WHAT TO DO.
Return every line of the entries below verbatim, character for character.

GIVEN DATA.
• • • •
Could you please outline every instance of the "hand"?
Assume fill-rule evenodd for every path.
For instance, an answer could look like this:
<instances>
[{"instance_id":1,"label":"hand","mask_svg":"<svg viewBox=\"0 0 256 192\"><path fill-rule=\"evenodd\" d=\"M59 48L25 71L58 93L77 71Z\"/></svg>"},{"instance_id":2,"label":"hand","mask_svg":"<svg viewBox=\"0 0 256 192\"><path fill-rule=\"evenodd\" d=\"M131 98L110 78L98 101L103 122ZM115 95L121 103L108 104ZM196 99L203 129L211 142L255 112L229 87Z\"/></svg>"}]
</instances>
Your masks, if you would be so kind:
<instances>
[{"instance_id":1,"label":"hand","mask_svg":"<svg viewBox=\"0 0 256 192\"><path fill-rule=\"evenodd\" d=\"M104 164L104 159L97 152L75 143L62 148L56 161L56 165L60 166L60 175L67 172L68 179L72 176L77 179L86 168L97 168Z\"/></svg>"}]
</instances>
• • • •
RESULT OF THE EXERCISE.
Could you please outline every instance of the "hand"?
Assume fill-rule evenodd for every path.
For instance, an answer could look like this:
<instances>
[{"instance_id":1,"label":"hand","mask_svg":"<svg viewBox=\"0 0 256 192\"><path fill-rule=\"evenodd\" d=\"M59 48L25 71L58 93L77 71Z\"/></svg>"},{"instance_id":2,"label":"hand","mask_svg":"<svg viewBox=\"0 0 256 192\"><path fill-rule=\"evenodd\" d=\"M131 98L110 78L98 101L103 122ZM115 95L121 103L108 104ZM196 99L203 129L211 142L255 112L229 87Z\"/></svg>"}]
</instances>
Your masks, if you would be so kind:
<instances>
[{"instance_id":1,"label":"hand","mask_svg":"<svg viewBox=\"0 0 256 192\"><path fill-rule=\"evenodd\" d=\"M104 164L104 159L97 152L75 143L62 148L56 161L56 165L60 166L60 175L67 172L68 179L72 176L77 179L86 168L97 168Z\"/></svg>"}]
</instances>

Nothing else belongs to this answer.